* [WHAT YOU WILL DO] Copy each record exactly as it reads, leaving out any pictures it holds.

• • • • • • •

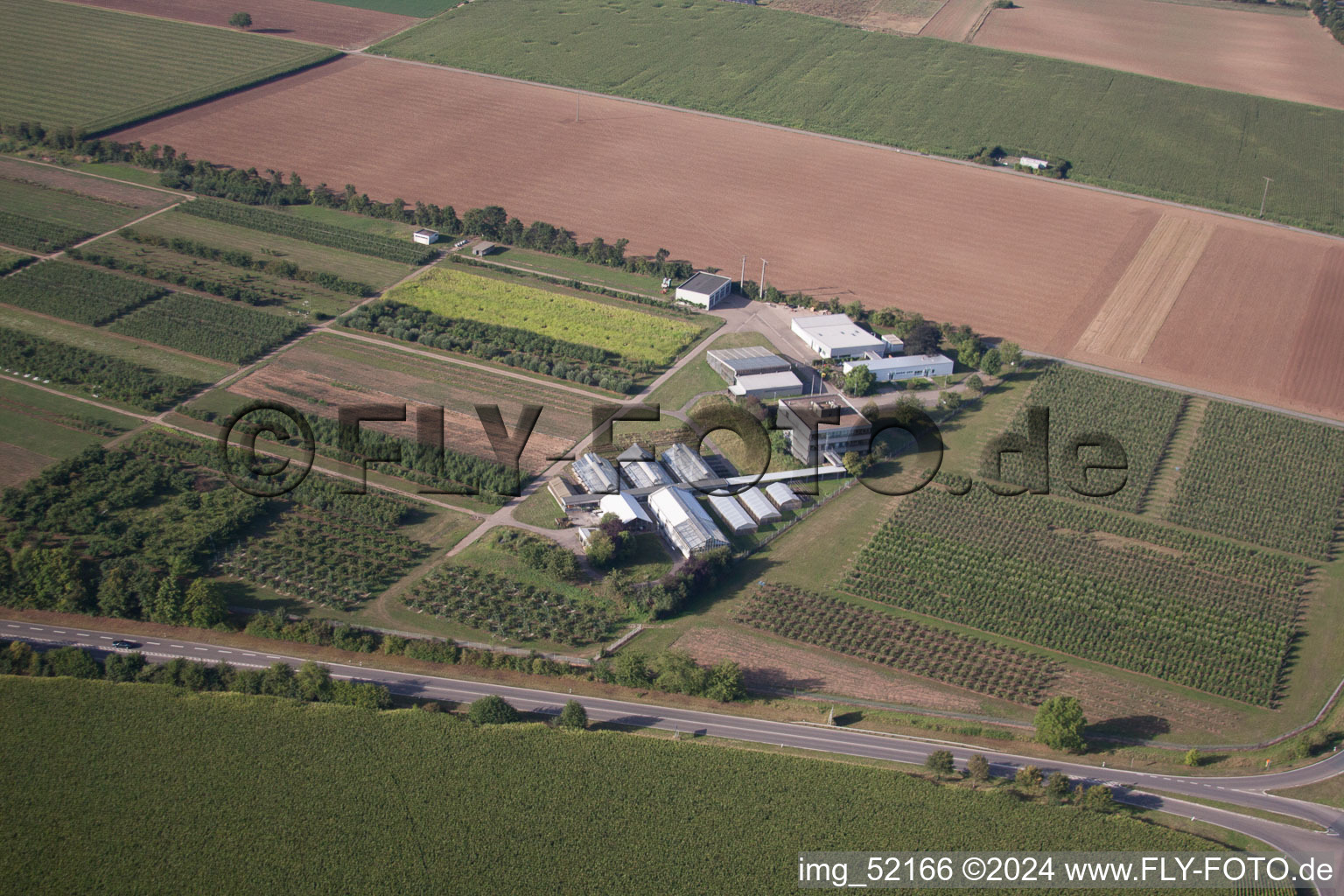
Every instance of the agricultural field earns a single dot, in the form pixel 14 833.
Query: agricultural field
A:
pixel 38 427
pixel 1265 479
pixel 918 94
pixel 1141 418
pixel 1211 336
pixel 102 341
pixel 626 801
pixel 156 258
pixel 1158 601
pixel 918 649
pixel 1288 57
pixel 343 25
pixel 75 293
pixel 72 66
pixel 72 368
pixel 208 328
pixel 612 326
pixel 356 266
pixel 328 371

• • • • • • •

* [RESPONSE TO THE EXERCISE]
Every instance of the agricultural field earns a single dot, in the form pixel 14 833.
Query: agricultural field
A:
pixel 38 427
pixel 1265 479
pixel 918 94
pixel 1141 418
pixel 1211 336
pixel 102 341
pixel 626 801
pixel 156 258
pixel 1158 601
pixel 918 649
pixel 1288 57
pixel 343 25
pixel 75 293
pixel 72 66
pixel 72 368
pixel 208 328
pixel 612 326
pixel 356 266
pixel 328 371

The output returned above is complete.